### Recorded data:

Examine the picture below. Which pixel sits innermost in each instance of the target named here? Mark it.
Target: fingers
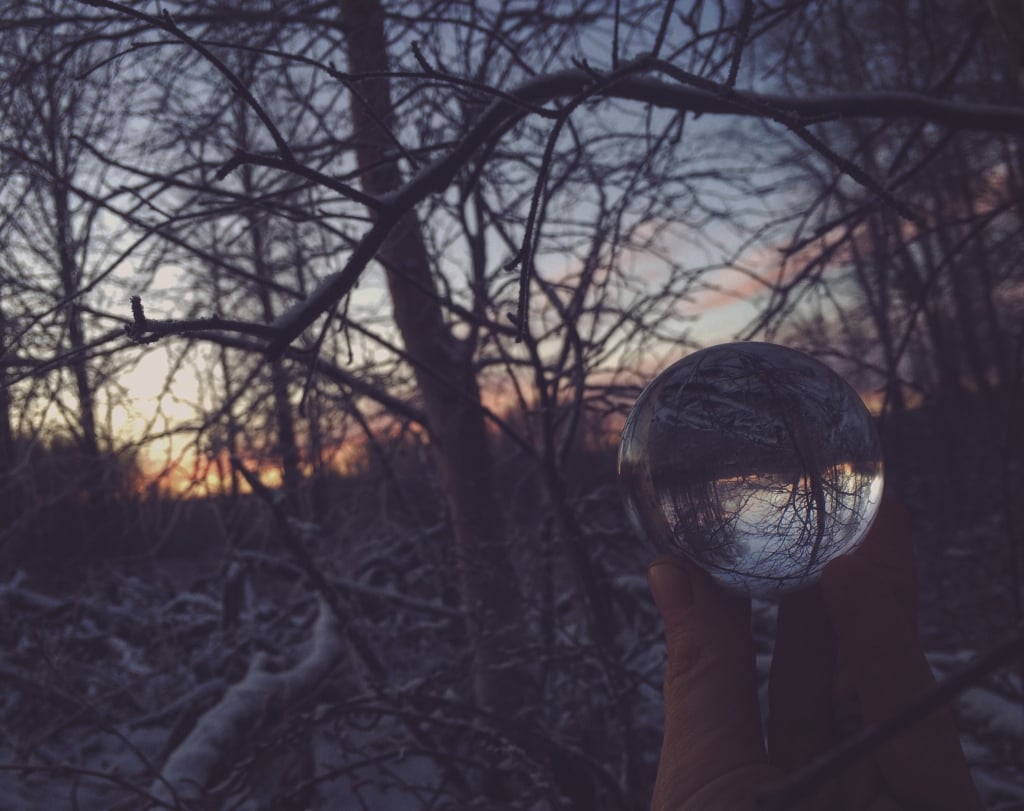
(871, 597)
(712, 724)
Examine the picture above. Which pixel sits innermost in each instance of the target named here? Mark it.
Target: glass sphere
(755, 461)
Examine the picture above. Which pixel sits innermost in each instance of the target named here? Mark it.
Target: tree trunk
(444, 374)
(288, 449)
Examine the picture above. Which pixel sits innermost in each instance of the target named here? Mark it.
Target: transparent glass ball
(755, 461)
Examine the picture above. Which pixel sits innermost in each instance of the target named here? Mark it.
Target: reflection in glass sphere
(757, 462)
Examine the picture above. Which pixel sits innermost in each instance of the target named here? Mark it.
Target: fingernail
(670, 586)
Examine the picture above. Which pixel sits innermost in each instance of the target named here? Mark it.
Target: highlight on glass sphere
(757, 462)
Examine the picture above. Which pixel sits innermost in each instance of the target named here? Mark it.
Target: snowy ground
(125, 693)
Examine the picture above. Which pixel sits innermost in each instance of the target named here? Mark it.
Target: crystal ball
(757, 462)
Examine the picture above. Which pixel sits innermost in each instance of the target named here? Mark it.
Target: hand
(847, 654)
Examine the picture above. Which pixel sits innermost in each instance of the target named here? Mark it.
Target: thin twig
(785, 794)
(742, 32)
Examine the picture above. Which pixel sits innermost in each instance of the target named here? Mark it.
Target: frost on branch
(224, 729)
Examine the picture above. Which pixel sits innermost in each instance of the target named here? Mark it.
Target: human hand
(847, 654)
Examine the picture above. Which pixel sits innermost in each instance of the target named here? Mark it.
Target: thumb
(712, 723)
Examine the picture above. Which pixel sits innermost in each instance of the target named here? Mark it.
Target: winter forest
(318, 325)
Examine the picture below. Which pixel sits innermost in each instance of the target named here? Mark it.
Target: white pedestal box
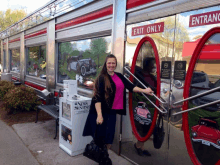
(6, 76)
(73, 115)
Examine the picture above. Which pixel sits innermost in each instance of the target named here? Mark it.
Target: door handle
(144, 86)
(194, 108)
(198, 95)
(161, 111)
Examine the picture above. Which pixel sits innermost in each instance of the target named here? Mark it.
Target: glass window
(36, 64)
(82, 60)
(15, 60)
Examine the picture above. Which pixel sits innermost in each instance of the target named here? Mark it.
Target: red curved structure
(189, 74)
(143, 139)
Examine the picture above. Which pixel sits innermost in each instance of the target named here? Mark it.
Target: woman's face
(69, 137)
(111, 64)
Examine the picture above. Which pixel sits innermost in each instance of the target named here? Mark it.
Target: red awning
(209, 52)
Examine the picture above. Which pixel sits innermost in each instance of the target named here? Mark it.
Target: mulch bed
(22, 117)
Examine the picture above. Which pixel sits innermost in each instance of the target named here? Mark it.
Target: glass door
(191, 133)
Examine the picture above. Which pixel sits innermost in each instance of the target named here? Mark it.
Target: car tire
(83, 70)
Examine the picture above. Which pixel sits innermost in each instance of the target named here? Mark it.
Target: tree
(9, 17)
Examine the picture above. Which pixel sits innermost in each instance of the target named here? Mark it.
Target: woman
(109, 99)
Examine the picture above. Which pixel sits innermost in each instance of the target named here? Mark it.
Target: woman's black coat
(90, 125)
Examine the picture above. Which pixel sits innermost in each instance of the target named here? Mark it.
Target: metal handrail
(194, 108)
(198, 95)
(161, 111)
(144, 86)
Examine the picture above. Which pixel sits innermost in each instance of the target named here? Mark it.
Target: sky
(28, 5)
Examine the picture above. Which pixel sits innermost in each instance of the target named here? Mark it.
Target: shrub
(20, 98)
(5, 86)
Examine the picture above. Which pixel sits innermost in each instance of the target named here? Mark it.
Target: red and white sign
(204, 19)
(148, 29)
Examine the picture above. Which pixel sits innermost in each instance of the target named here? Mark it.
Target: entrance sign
(166, 70)
(180, 70)
(204, 19)
(148, 29)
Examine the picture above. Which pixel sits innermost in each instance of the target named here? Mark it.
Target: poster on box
(66, 134)
(66, 111)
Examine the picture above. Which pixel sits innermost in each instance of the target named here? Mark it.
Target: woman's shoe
(139, 151)
(145, 152)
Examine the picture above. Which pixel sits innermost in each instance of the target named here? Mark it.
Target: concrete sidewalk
(12, 149)
(38, 137)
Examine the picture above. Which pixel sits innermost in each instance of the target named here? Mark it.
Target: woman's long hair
(104, 73)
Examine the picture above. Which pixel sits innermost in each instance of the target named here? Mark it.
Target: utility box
(6, 76)
(73, 112)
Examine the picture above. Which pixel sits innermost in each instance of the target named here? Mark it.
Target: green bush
(20, 98)
(5, 86)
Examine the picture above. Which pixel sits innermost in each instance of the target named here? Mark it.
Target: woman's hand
(99, 119)
(148, 91)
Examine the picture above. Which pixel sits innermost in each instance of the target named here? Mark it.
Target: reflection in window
(145, 71)
(36, 64)
(82, 60)
(15, 60)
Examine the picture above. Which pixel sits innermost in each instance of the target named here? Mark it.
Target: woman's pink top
(119, 93)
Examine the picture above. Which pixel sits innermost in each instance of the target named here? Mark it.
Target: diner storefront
(171, 46)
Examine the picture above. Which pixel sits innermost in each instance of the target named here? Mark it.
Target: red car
(142, 114)
(207, 132)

### INSTRUCTIONS TO FOLLOW:
Retype the records above exactly. Leave the pictures out.

### SOLUTION TO THIS TASK:
Examine the picture below. Which pixel sits innermost in each instance of the target named here? Mark it.
Target: fingers
(871, 597)
(712, 724)
Examine the picture above. Which pixel sits innermost in each instance of the target named here? Mark it.
Target: glass sphere
(755, 461)
Examine the picture above. Which pixel sits innermost in each instance of the target named here? Mark it.
Target: tree trunk
(444, 374)
(288, 449)
Examine the picture above. Which pixel sits innermost in each instance of the target named here? Mark it.
Target: transparent glass ball
(755, 461)
Examine the picture above. Which pixel sits innermost in each instance of the target named here? Mark it.
Target: reflection in glass sphere
(757, 462)
Examine the picture above. Which pixel sits innermost in each instance of the target named here? Mark it.
Target: fingernail
(670, 586)
Examine the picture above. Which pixel sits innermost in each instance of the target named here? Mark it.
Target: highlight on glass sphere
(757, 462)
Examine the picture above. Which pixel sits innermost in each instance of the target named here? Mark it.
Target: snowy ground
(125, 693)
Examine the picture above. Which pixel sits innermost in each instance of the target named here? Mark it.
Target: crystal ball
(757, 462)
Examine the picture above. Which pixel sits innermost in each instance of the target named here? Mark it.
Target: hand
(847, 654)
Examine the picture above. Which pixel sits innermost in each instance of the target named here? Mark it.
Target: thin twig
(785, 794)
(742, 32)
Examine the picture above. Which pixel sits innermost in each instance of the target named here? Mark it.
Target: frost on branch
(224, 729)
Examine the picture above. Which pixel sits innermost in each instance of the target named here? Mark it.
Target: human hand
(847, 654)
Examine the picture above. Which pixel sits innermost in each instance of the target named here? Mark it.
Target: thumb
(712, 723)
Examine the picture above. Which pixel sits innermost in each instance of the target named here? Mark it.
Target: winter forest
(318, 325)
Examine the picture below. Which pixel sits innermost in each instance of the target named here? Mark it.
Target: white pedestal box
(6, 76)
(73, 115)
Examine the picture above. Which pixel sits innermost in each instance of the target named here? Mark it.
Target: door handle
(144, 86)
(194, 108)
(198, 95)
(161, 111)
Examine the picture above. Which pixel sits innermost in each instance of the target named here? Mark it.
Target: glass window
(36, 64)
(82, 60)
(15, 60)
Examine the picture above. Which pixel sits innermost in each instance of the target named here? Mark it.
Target: red curved structure
(189, 74)
(143, 139)
Examine the picture above. Which pixel sits innermost in each instance of the target named here? Mark it.
Target: woman's face
(69, 137)
(111, 64)
Examine the picture above. Which pixel sits innermost in each instance of the target named here? Mark it.
Target: red awning
(209, 52)
Examine the picture above. Which pixel sits innermost in each instance of the target named here? Mark it.
Target: mulch bed
(22, 117)
Examine the picture above. Which pixel sits innermost in each instance of the target named here? Mark it.
Target: glass door
(191, 133)
Examine the picture above. Which pixel sits innermost in each instance of the target named here? Mark it.
Target: car tire
(83, 70)
Examine the picture above. Which pixel sits innermost in each instance of the target named here? Mark it.
Target: tree
(9, 17)
Examine the picture above. Which pixel sits innermost in each instance of the target named here? Mark it.
Target: woman
(109, 99)
Examine the picture above. Which pixel sits innermost in each instance of the target named here? Mark it.
Target: woman's black coat
(90, 125)
Examine the picture above. Which pixel sits innermost in each instance of the target named here? Mark it.
Target: metal handrail
(194, 108)
(198, 95)
(161, 111)
(144, 86)
Examine the picture above. Which pixel sits innermost in each instance of the target named here? Mark it.
Target: sky
(28, 5)
Examine the picture above. Which pixel sits innermost in each instance of the target named here? Mark it.
Target: shrub
(20, 98)
(5, 86)
Examine the picture above. Which pixel sits innermost in each instance of the target named here? Mark it.
Target: red and white sign
(204, 19)
(148, 29)
Examine the picture above. Which pixel sits innermost in each instance of the target named here? Mark it.
Target: entrance sign
(166, 70)
(180, 70)
(204, 19)
(148, 29)
Examine the picture above. Which pixel sits innermost in each instance of the target named here? Mark it.
Target: poster on box
(66, 134)
(66, 111)
Examine the picture above. Which pixel sits innermost in each instance of the target named here? Mark it.
Target: woman's shoe
(139, 151)
(145, 152)
Examine the picture above. Which pixel sits innermost in each instance of the target named here? Mark it.
Target: concrete sidewalk
(12, 149)
(38, 137)
Examine the picture above. Which pixel sits innermost in each instance of the target named here? Mark it.
Target: woman's long hair
(104, 73)
Examine the picture above. Which pixel sits innermost in each instance of the target named here? Mark it.
Target: utility box
(6, 76)
(73, 112)
Examine the picture above. Which pixel sits innermost in each instance of the target named here? Mark it.
Target: green bush
(20, 98)
(5, 86)
Examine the picture above. Which pixel sits innermost in each instance of the target named here? Mark it.
Target: woman's hand
(99, 119)
(148, 91)
Examine the picture above. Which pixel sits innermost in each instance of the target named here? Mark it.
Target: reflection in window
(145, 71)
(36, 64)
(82, 60)
(15, 60)
Examine the picture above. Which pixel sits innermost in each instance of the target named here? Mark it.
Target: woman's pink top
(119, 93)
Examine the picture above. Which pixel sits innermost in each instance of the target named here? Mark it.
Target: diner storefront
(171, 46)
Examine the picture above. Which pixel sits innermost in each instance of the target named here? Mark it.
Target: red car
(142, 114)
(207, 132)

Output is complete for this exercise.